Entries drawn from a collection
───
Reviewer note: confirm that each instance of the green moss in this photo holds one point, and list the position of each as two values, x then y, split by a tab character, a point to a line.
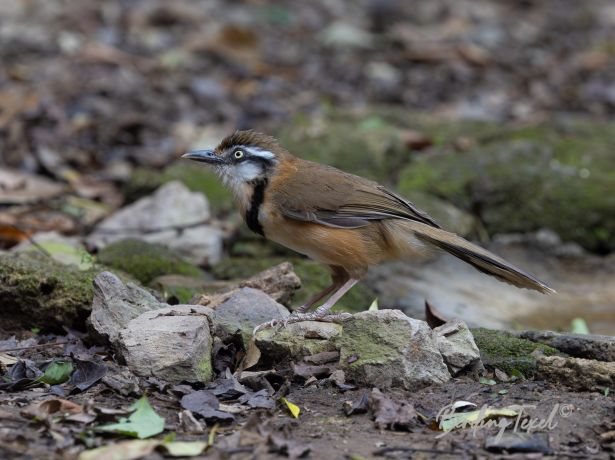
314	278
509	353
36	291
145	261
524	180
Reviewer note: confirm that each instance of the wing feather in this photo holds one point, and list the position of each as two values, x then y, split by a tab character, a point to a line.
328	196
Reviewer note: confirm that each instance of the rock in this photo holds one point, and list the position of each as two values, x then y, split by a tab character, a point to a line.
───
**EXERCISE DIRECTIONS:** Rewrite every one of the records above with "Reviewer note" replaced by "Annotator note" and nothing else altered, omitting the pictures.

**EXERCISE OUTPUT:**
Annotator note: confirm that each instance of the green moss in this photo holds one point, and list the position of each as two values, x then y, split by a tab character, a point to a line.
314	278
509	353
36	291
145	261
524	180
Annotator note: confirm that each instance of the wing feather in this photo holds one point, and list the position of each as two values, x then y, split by a tab character, a point to a line.
328	196
Annotator note: confirm that each instance of the rock in this photo holds one point, and list the position of each as two values, x then y, split by a tab character, a point to a line.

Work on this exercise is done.